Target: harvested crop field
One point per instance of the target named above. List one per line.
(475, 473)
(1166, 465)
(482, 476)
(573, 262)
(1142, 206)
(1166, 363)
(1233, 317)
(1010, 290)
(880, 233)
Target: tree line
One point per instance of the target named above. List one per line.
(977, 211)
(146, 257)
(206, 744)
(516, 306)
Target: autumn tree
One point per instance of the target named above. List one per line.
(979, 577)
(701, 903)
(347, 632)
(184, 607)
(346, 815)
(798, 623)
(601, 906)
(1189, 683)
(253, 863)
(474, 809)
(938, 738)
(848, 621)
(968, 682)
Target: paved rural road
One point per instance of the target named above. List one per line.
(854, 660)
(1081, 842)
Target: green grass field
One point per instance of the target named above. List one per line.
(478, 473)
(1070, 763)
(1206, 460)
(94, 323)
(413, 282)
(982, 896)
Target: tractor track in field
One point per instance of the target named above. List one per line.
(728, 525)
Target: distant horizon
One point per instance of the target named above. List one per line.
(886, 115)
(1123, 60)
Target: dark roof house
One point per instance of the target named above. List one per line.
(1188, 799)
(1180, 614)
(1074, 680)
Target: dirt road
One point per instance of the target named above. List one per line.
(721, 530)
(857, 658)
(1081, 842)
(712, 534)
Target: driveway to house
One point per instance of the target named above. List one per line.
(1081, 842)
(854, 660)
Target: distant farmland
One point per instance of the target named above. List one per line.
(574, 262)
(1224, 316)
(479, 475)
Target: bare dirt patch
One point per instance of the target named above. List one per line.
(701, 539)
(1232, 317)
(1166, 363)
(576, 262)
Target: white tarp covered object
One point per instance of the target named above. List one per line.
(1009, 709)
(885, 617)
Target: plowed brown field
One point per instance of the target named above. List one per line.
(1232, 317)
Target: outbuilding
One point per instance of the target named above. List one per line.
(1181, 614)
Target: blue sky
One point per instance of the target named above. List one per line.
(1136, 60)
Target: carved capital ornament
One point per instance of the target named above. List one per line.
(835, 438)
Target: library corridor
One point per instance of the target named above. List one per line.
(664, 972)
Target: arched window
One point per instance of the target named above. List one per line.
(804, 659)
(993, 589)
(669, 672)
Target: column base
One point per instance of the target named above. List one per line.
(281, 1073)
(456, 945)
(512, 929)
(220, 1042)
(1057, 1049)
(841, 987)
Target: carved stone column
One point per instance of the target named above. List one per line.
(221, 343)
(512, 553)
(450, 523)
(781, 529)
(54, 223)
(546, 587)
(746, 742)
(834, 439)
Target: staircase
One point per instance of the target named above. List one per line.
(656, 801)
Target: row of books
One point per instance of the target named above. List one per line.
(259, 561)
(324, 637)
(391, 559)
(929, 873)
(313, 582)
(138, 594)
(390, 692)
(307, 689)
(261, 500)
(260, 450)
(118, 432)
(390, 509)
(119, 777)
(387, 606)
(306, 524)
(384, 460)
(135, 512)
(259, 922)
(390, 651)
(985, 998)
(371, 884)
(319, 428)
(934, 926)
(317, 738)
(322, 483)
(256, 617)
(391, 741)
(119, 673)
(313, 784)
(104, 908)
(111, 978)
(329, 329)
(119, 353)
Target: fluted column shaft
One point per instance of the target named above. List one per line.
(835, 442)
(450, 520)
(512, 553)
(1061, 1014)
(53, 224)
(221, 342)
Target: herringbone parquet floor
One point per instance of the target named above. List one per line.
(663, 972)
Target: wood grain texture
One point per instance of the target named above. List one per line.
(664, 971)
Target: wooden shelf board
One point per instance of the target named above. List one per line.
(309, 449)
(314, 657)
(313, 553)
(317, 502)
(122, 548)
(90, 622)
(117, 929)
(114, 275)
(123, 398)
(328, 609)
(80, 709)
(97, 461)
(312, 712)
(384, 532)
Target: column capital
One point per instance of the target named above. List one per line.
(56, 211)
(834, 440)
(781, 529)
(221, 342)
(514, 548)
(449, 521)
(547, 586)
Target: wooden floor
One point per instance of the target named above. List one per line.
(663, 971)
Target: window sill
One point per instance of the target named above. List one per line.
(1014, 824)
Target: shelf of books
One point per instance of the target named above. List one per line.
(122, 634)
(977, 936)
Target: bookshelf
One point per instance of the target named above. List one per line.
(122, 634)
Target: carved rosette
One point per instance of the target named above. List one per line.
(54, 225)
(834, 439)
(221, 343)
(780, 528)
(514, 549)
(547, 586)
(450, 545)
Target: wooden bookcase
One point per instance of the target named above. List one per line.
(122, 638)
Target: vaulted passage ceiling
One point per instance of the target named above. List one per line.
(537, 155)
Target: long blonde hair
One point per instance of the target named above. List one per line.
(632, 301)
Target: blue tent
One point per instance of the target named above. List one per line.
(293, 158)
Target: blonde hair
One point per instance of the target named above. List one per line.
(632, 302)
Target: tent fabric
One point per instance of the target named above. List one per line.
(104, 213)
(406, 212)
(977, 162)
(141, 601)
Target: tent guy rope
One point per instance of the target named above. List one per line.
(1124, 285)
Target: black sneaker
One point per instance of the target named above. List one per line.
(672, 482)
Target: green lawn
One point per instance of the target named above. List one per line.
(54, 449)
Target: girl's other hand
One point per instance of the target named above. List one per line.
++++++++++
_WHAT NEEDS TO BE DONE_
Please return all of the records above, reproducing every line without change.

_OUTPUT BELOW_
Target: harvested crop field
One point per instance of the target named above. List one per line.
(475, 473)
(1166, 465)
(482, 476)
(573, 262)
(1142, 206)
(1166, 363)
(1233, 317)
(1010, 290)
(880, 233)
Target: tree line
One point per instance of the target named above. List one per line.
(977, 211)
(146, 257)
(206, 744)
(516, 306)
Target: autumn tree
One point per instance of the target named above. List one per line.
(979, 577)
(701, 903)
(347, 632)
(184, 607)
(346, 815)
(798, 623)
(601, 906)
(1189, 683)
(253, 863)
(474, 809)
(938, 738)
(848, 621)
(968, 682)
Target: paved rural road
One point per instance of the target named above. List one per line.
(854, 660)
(1081, 842)
Target: green grass field
One point per instance of the target named above. List one per line.
(478, 473)
(1070, 763)
(1206, 460)
(94, 323)
(413, 282)
(982, 896)
Target: tractor track in field
One point per instance of the target named above. List one per line.
(728, 525)
Target: distant horizon
One point per instance of the target named above. List one per line.
(886, 115)
(1123, 60)
Target: dark roof house
One point per instance of the target named above. List one per line.
(1188, 799)
(1180, 614)
(1074, 680)
Target: dirt road
One point per instance of the target named above. List one per line.
(721, 530)
(857, 658)
(1081, 842)
(712, 534)
Target: driveway to house
One point per instance of the target named above. List one per line.
(1081, 842)
(854, 660)
Target: distant farmland
One point per instance of the target named above. List one per line.
(574, 262)
(1224, 316)
(479, 475)
Target: bare dirt patch
One point per instance of the target named above. List one per line.
(701, 539)
(1232, 317)
(1166, 363)
(576, 262)
Target: white tarp covered object
One point per instance of the target named above. List one per line.
(1009, 709)
(885, 617)
Target: plowed brown field
One point per instance of the target named above. List one per line.
(1232, 317)
Target: outbuilding
One point per instance of the target named above. List one per line.
(1181, 614)
Target: blue sky
One point per instance of the target named above. List one per line.
(1136, 60)
Target: carved capital ornament
One point per instance of the target named above. List one per line.
(835, 438)
Target: library corridor
One point per instance of the target named above. List one per line.
(664, 972)
Target: arched window
One point per instance of the target named above. List one per line.
(804, 659)
(993, 589)
(669, 672)
Target: column base
One point per instance of the target named above. List one per line.
(281, 1073)
(456, 945)
(512, 929)
(220, 1042)
(1057, 1049)
(841, 987)
Target: carved stone column
One point per instance of the target named above. List one per line.
(221, 343)
(512, 553)
(450, 523)
(781, 529)
(54, 223)
(546, 587)
(746, 742)
(834, 439)
Target: staircase
One point per instance of the target named above. List one per line.
(656, 801)
Target: row of books
One point per instance of the target named above. List one per line.
(259, 561)
(324, 637)
(391, 559)
(929, 873)
(313, 582)
(138, 594)
(390, 692)
(307, 689)
(261, 500)
(260, 450)
(118, 432)
(390, 509)
(119, 777)
(387, 606)
(306, 524)
(384, 460)
(135, 512)
(259, 922)
(390, 651)
(985, 998)
(371, 884)
(319, 428)
(934, 926)
(317, 738)
(322, 483)
(256, 617)
(391, 741)
(119, 673)
(313, 784)
(104, 908)
(111, 978)
(329, 329)
(119, 353)
Target: fluted column shaft
One point per instance of the target named above. List one per line.
(835, 442)
(450, 520)
(512, 553)
(1061, 1014)
(53, 224)
(221, 342)
Target: herringbone parquet floor
One point per instance of the target named above. List one per line.
(663, 972)
Target: wood grain texture
One point per instance of the target named above. List one per line.
(664, 971)
Target: wooden shelf board
One point per instance of the target named above. List one per line.
(309, 449)
(314, 657)
(313, 553)
(317, 502)
(122, 548)
(90, 622)
(117, 929)
(114, 275)
(123, 398)
(328, 609)
(80, 709)
(97, 461)
(312, 712)
(384, 532)
Target: column capital
One point per instance of the target named above. List one per line.
(56, 211)
(834, 440)
(781, 529)
(221, 342)
(514, 548)
(449, 521)
(547, 586)
Target: wooden floor
One point per instance of the target named above. List one per line.
(663, 971)
Target: window sill
One point per instance of the target named above. List one per line.
(1014, 824)
Target: shelf of books
One point per instance of the target named above. List one per line.
(122, 634)
(977, 936)
Target: bookshelf
One point per instance of the target named above. List one per line.
(122, 634)
Target: carved rosette
One point per instance of the target named above. List one per line.
(54, 225)
(834, 439)
(221, 343)
(780, 528)
(514, 549)
(547, 586)
(450, 545)
Target: wooden bookcase
One point per instance of the target named above. List one per line.
(122, 638)
Target: vaulted passage ceiling
One point per instance of the target named above. List one per line.
(537, 155)
Target: long blonde hair
One point per instance of the target named above. List one per line.
(632, 301)
Target: blue tent
One point per instance of the target named above. List one per line.
(293, 158)
Target: blonde hair
One point per instance of the target named above. List one per line.
(632, 302)
Target: tent fabric
One point per instance of the target named above. List one per line.
(104, 213)
(406, 212)
(977, 162)
(141, 601)
Target: tent guy rope
One point per instance of the target named above. List one per line.
(1124, 285)
Target: black sneaker
One point per instance of the target named above. List one per line.
(672, 482)
Target: green lawn
One point per instance of the target named above. List one per line.
(54, 449)
Target: girl's other hand
One point per instance of the target named above. List one per line.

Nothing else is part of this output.